▸ **Problem to solve**
Produce a verbatim copy of the data below that contains no pictures.

▸ **Records provided**
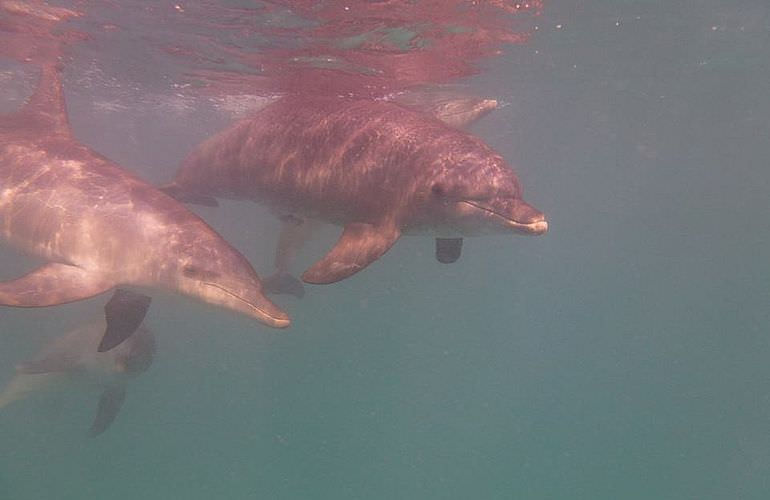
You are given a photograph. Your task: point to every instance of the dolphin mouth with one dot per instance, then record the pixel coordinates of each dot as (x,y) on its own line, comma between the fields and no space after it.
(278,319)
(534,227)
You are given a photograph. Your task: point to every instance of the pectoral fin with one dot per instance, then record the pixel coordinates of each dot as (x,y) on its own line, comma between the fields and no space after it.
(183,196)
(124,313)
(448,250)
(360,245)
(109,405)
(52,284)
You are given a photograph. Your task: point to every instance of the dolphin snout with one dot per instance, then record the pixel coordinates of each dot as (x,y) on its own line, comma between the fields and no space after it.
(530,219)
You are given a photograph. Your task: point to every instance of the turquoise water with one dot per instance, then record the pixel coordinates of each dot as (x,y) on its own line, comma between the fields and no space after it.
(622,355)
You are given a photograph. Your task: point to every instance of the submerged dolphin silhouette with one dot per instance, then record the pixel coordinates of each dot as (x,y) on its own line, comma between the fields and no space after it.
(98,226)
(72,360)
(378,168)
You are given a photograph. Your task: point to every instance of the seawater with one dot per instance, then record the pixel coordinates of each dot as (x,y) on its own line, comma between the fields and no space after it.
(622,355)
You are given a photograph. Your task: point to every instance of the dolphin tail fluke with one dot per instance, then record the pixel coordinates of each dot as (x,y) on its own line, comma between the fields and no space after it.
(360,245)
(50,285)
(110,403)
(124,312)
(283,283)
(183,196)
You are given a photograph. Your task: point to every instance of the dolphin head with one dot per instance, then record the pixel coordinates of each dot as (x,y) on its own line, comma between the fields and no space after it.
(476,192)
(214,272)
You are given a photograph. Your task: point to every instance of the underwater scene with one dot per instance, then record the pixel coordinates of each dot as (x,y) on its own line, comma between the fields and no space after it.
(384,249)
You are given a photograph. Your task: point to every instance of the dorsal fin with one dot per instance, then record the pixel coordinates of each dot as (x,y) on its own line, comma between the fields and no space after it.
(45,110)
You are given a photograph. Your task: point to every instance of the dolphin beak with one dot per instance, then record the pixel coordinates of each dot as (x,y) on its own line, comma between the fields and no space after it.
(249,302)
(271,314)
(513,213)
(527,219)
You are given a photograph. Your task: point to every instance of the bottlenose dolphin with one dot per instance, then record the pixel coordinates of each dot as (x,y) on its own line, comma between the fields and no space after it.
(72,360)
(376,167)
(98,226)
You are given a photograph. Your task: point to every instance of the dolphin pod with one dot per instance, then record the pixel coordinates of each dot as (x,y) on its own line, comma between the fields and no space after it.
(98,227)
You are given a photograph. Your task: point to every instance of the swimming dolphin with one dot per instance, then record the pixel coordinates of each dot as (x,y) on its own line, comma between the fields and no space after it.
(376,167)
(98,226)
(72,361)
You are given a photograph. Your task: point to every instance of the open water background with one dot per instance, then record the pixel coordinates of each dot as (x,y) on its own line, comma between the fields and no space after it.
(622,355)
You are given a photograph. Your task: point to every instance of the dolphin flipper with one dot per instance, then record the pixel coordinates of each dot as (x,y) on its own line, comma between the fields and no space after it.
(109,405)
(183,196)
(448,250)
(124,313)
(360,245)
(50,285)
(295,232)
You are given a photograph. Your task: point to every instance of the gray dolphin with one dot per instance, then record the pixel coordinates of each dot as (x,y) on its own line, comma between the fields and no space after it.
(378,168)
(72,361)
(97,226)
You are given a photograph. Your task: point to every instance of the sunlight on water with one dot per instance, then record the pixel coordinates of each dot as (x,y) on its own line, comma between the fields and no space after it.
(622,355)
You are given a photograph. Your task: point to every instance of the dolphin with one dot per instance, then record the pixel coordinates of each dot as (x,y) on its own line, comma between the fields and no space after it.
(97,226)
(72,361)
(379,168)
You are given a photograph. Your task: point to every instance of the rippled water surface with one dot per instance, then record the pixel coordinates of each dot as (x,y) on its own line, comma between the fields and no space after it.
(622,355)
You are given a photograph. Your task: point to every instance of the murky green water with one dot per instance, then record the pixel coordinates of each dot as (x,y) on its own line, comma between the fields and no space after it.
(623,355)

▸ **Solution for this exercise**
You are given a photograph. Your task: point to every instance of the dolphin mouth with one dot per instance, then record the pixel coordinates of each dot as (x,y) on its own line, comma between the fields and no space after it.
(278,319)
(534,227)
You are given a photograph. Your task: point to every instance of the pectoral fin with one dot per instance, then record the pixel coordinates of each dot as (x,y) on its own line, comma between the fields and no space after it.
(183,196)
(124,313)
(448,250)
(360,245)
(109,405)
(52,284)
You are given a photograph. Your task: point to every instance of the dolphin snout with one dot per instance, then record the pixel coordinates of each dot as (x,y) on its own line, comma between the fields and no space after it.
(530,219)
You are given a photograph. Your task: point to every instance of the turquoise water with one dot per instance, then record the pixel coordinates of each dot as (x,y) on its own line, comma between the fields and no space after it.
(622,355)
You are given a photograph. Your task: point to every instance of the submerged dolphin silhouette with one dot per instance, then record the pixel coordinates of each dot as (x,y) on its own line, comma between the fields and no space after it.
(98,226)
(72,360)
(378,168)
You are given a photograph. Your task: point to every instance of the seawater with one dot per instance, then record the pixel coordinates of each dot as (x,y) on its own line, comma between the fields and no space after it.
(622,355)
You are given a photograph. Your task: point to every instance of the dolphin tail fluke with one dot per instance, then record the pixel coordinates of each dot as (x,y) on its own line, comma between the fields and no space after it.
(360,245)
(50,285)
(110,403)
(124,312)
(283,283)
(183,196)
You are given a photograph. Your task: point to every instance of the dolphin head with one dot per instance, then record the pixel coordinates of each dot as (x,y) on its own line, comma between the fields and no space after it.
(476,192)
(214,272)
You are given a photograph. Your task: point to every instance of the underwater scene with one dot per instance, then record the pixel coordinates of each dot as (x,y) on its own line, comma between the fields and no space after it.
(384,249)
You are given a photograph. Your task: point to every instance of the dorsal fin with one dot per instance, then record the pixel coordinates of each dot as (x,y) on its own line, comma between the fields and no space after it.
(45,110)
You are given a photograph. Your task: point to every instance of the dolphin beak with one dot per instance, then record the pixel coordinates of each dot as (x,y) on its own line, comma between the fields and no space after it.
(249,302)
(271,314)
(513,213)
(527,219)
You are given a photograph. Your task: point to every instance of the bottlenose dolphin with one dot per instance, then record the pixel coordinates of each dot as (x,y) on its own line, comma between the fields and no space after it.
(72,360)
(376,167)
(98,226)
You are given a photograph. Your task: point to every instance of the dolphin pod with one dot per instance, then record the pixel coordinates of each dot as (x,y) on its own line, comma between the fields and no space after it.
(98,227)
You are given a photograph. Your task: point to every instance of the swimming dolphin with one dot per instance, then record the pixel coordinates of each dot as (x,y) on its own line, comma between the fields and no space after it.
(376,167)
(98,226)
(72,361)
You are given a photograph. Your task: point to every instance of the open water background with one dot per instance, then record the pixel coordinates of each dot as (x,y) on its own line, comma between the fields and no space after it.
(622,355)
You are given a photograph. Your task: point to every instance of the dolphin flipper with one dot per instance, then record the pixel coordinates of each dot as (x,y) on its own line, comma between the fields and no space after it.
(109,405)
(183,196)
(448,250)
(124,313)
(360,245)
(50,285)
(295,232)
You are given a photograph. Your task: point to every instance of the gray dolphin with one dot per instance, then record the pixel coordinates of each dot as (x,y) on its own line, comma between the fields and no space after it.
(378,168)
(72,361)
(97,226)
You are given a photograph. Your task: point to every instance of the sunlight on water with one dot per instance, then record the pixel coordinates of each dot as (x,y) on its own line, comma between the fields and no space after it.
(622,355)
You are given a photograph. Your task: point to every instance of the dolphin with one dot per instance, then record the pixel coordinates of each dot as (x,y) on its own line, comma between the fields and no space after it.
(97,226)
(72,361)
(379,168)
You are given a photograph. Your task: point to every instance of the rippled water surface with one dot per instance, then record the pixel coordinates of each dot as (x,y) on its own line, comma between the fields and no space after it.
(622,355)
You are given a photograph. Your task: point to every instance of the murky green water with one dot per instance, then record the pixel coordinates of each dot as (x,y) on its own line, comma between the fields and no space after it.
(623,355)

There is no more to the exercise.